• **Objective**: Write out the whole listing word for word.

=== Data for processing ===

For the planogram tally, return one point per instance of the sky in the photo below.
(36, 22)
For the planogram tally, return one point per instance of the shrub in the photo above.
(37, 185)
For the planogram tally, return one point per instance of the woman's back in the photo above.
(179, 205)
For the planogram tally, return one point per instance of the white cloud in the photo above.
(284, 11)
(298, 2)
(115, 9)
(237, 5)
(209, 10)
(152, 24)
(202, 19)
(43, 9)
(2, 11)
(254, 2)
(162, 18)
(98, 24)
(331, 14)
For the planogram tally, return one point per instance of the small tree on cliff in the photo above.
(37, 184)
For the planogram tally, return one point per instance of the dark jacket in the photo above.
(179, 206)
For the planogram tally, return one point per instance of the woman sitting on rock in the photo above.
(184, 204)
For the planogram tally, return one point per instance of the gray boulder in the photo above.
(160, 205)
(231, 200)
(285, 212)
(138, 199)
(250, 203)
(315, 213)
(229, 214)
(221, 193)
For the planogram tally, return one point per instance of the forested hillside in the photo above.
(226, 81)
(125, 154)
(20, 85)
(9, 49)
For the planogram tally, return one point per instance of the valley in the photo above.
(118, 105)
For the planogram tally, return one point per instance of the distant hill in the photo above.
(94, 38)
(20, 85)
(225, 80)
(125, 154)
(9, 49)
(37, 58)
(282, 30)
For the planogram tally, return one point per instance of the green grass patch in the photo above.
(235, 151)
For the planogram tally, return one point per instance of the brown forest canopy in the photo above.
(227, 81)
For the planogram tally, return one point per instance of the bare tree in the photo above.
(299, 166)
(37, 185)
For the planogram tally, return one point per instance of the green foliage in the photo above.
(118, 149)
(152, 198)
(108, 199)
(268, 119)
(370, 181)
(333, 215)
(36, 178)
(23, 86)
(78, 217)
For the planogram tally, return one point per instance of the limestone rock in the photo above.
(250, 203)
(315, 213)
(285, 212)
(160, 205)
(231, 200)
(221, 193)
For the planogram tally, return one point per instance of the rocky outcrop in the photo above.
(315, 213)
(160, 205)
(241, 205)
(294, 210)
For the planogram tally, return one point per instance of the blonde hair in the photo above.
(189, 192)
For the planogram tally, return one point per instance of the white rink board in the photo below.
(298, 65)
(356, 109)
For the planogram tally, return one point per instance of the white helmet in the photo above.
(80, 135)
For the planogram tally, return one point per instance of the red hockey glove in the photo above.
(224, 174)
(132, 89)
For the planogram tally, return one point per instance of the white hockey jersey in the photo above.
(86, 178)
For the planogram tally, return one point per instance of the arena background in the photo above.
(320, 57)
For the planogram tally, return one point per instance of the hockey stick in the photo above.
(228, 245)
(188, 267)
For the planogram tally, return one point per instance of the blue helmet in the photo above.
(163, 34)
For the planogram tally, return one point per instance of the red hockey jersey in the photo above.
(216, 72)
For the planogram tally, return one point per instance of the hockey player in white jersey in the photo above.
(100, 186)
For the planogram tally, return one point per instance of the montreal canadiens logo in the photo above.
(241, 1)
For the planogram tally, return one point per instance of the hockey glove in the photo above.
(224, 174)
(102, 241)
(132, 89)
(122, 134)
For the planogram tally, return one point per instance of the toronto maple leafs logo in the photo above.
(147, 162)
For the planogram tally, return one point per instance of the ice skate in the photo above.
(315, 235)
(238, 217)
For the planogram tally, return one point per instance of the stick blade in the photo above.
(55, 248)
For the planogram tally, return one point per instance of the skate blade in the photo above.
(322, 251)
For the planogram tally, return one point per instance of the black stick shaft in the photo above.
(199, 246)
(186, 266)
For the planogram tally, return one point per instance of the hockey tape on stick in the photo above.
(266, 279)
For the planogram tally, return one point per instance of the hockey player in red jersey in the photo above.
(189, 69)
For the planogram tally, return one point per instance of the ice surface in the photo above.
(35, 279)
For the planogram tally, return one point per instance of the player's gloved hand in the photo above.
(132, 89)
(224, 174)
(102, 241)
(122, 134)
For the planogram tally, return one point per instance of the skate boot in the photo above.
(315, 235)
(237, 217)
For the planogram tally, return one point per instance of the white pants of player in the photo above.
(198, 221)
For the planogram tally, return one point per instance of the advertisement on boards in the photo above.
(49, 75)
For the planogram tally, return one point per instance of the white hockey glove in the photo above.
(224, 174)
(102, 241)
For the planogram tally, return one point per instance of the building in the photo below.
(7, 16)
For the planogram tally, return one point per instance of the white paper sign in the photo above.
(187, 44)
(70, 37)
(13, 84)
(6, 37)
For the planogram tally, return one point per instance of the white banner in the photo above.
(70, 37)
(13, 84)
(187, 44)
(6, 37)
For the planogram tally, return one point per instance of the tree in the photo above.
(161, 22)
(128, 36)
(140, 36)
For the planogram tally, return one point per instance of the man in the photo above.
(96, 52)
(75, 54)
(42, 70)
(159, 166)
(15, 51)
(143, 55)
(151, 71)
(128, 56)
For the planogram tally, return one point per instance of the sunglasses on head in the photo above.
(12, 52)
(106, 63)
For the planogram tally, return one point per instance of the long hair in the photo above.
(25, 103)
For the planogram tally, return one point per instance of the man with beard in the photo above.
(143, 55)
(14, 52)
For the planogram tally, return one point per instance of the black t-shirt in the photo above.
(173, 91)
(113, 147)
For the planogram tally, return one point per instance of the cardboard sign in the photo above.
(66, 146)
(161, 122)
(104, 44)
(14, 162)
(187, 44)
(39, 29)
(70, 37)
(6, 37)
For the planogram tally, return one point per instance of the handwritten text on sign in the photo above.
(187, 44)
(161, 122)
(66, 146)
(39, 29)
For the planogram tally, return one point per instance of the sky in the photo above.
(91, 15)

===

• **Written solution**:
For the planogram tally, return one point per instance of the sky in the photo below.
(36, 22)
For the planogram tally, return one point per instance of the shrub in the photo above.
(37, 185)
For the planogram tally, return one point per instance of the woman's back in the photo above.
(179, 205)
For the planogram tally, return one point per instance of the white cloud in the photo above.
(284, 11)
(298, 2)
(115, 9)
(237, 5)
(209, 10)
(152, 24)
(202, 19)
(43, 9)
(2, 11)
(254, 2)
(162, 18)
(98, 24)
(331, 14)
For the planogram tally, return one point per instance of the small tree on cliff in the photo above.
(37, 184)
For the planogram tally, return one point per instance of the dark jacket in the photo above.
(179, 206)
For the planogram tally, return one point per instance of the woman sitting on rock in the photo above.
(184, 204)
For the planogram tally, return one point per instance of the gray boulder in the photo above.
(160, 205)
(231, 200)
(285, 212)
(138, 199)
(250, 203)
(315, 213)
(229, 214)
(221, 193)
For the planogram tally, return one point per instance of the forested hillside in the photo above.
(226, 81)
(125, 154)
(20, 85)
(9, 49)
For the planogram tally, return one point per instance of the valley in the photo above.
(118, 105)
For the planogram tally, return one point per instance of the distant hill in the photo above.
(94, 38)
(20, 85)
(225, 80)
(125, 154)
(9, 49)
(37, 58)
(282, 30)
For the planogram tally, return one point per instance of the green grass patch in the photo above.
(235, 151)
For the planogram tally, return one point per instance of the brown forest canopy in the photo above.
(227, 81)
For the planogram tally, return one point per instance of the bare tree in the photo above.
(299, 166)
(37, 185)
For the planogram tally, return one point per instance of the green foliage in the photo above.
(118, 149)
(152, 198)
(108, 199)
(268, 119)
(370, 181)
(333, 215)
(36, 178)
(23, 86)
(78, 217)
For the planogram tally, return one point per instance of the limestone rock in the photo above.
(250, 203)
(315, 213)
(285, 212)
(160, 205)
(231, 200)
(221, 193)
For the planogram tally, return one point per instance of the rocky outcrop in the photo above.
(315, 213)
(160, 205)
(241, 205)
(294, 210)
For the planogram tally, return one point per instance of the blonde hair in the photo above.
(189, 192)
For the planogram tally, return one point per instance of the white rink board in the photo below.
(298, 65)
(356, 109)
For the planogram tally, return one point per instance of the white helmet in the photo above.
(80, 135)
For the planogram tally, return one point per instance of the red hockey glove in the photo above.
(224, 174)
(132, 89)
For the planogram tally, return one point per instance of the white hockey jersey in the photo above.
(86, 178)
For the planogram tally, return one point per instance of the arena background in the photo above.
(320, 57)
For the planogram tally, return one point per instance of the hockey stick in the photo above.
(228, 245)
(188, 267)
For the planogram tally, return one point per instance of the blue helmet in the photo above.
(163, 34)
For the planogram tally, return one point per instance of the red hockey jersey in the photo above.
(216, 72)
For the planogram tally, return one point per instance of the hockey player in white jersey in the photo above.
(100, 186)
For the planogram tally, return one point per instance of the montreal canadiens logo in the photo above.
(241, 1)
For the planogram tally, return one point per instance of the hockey glove in the photo above.
(224, 174)
(102, 241)
(132, 89)
(122, 134)
For the planogram tally, return one point per instance of the toronto maple leafs logo in the photo above.
(147, 162)
For the planogram tally, return one point per instance of the ice skate in the photo above.
(315, 235)
(238, 217)
For the planogram tally, return one point per instance of the stick blade in the photo above.
(55, 248)
For the planogram tally, return one point per instance of the skate blade in the photo above.
(322, 251)
For the planogram tally, return one point per instance of the black stick shaft in the photo above.
(199, 246)
(186, 266)
For the planogram tally, return one point per instance of the hockey tape on stick in the photo above.
(266, 279)
For the planogram tally, return one point per instance of the hockey player in red jersey in the photo above.
(189, 69)
For the planogram tally, return one point per instance of the ice surface in the photo above.
(35, 279)
For the planogram tally, return one point per instance of the player's gloved hand in the photo above.
(132, 89)
(224, 174)
(102, 241)
(122, 134)
For the planogram tally, return one point per instance of the skate boot in the photo above.
(315, 235)
(237, 217)
For the planogram tally, return one point per instance of the white pants of player in the photo above.
(198, 221)
For the planogram tally, return one point per instance of the advertisement on boards in the photo above.
(49, 75)
For the planogram tally, return one point per instance of the white hockey glove in the photo above.
(224, 174)
(102, 241)
For the planogram tally, return one point per instance of the building in the photo below.
(7, 16)
For the planogram tally, return one point per instance of the white paper sign in the photo above.
(187, 44)
(70, 37)
(13, 84)
(6, 37)
For the planogram tally, return one point per instance of the white banner in the photo above.
(70, 37)
(13, 84)
(187, 44)
(6, 37)
For the planogram tally, return one point per instance of the tree in the photo above.
(161, 22)
(128, 36)
(140, 36)
For the planogram tally, return one point per instance of the man in the photo above.
(96, 52)
(75, 54)
(42, 70)
(159, 166)
(15, 51)
(143, 55)
(151, 71)
(128, 56)
For the planogram tally, return one point per instance of the sunglasses on head in the photo above.
(12, 52)
(106, 63)
For the planogram tally, return one point per instance of the long hair in the photo above.
(25, 103)
For the planogram tally, return one point per instance of the man with beard in the photo above.
(143, 55)
(14, 52)
For the planogram tally, return one point per instance of the black t-shirt in the photo above.
(173, 91)
(113, 147)
For the planogram tally, return one point per instance of the cardboard sign in the photo above.
(66, 146)
(161, 122)
(104, 44)
(14, 162)
(187, 44)
(39, 29)
(70, 37)
(6, 37)
For the planogram tally, return one point per instance of the handwritten text on sign in the photo above.
(187, 44)
(161, 122)
(66, 146)
(39, 29)
For the planogram tally, return one point per instance of the sky in the photo above.
(91, 15)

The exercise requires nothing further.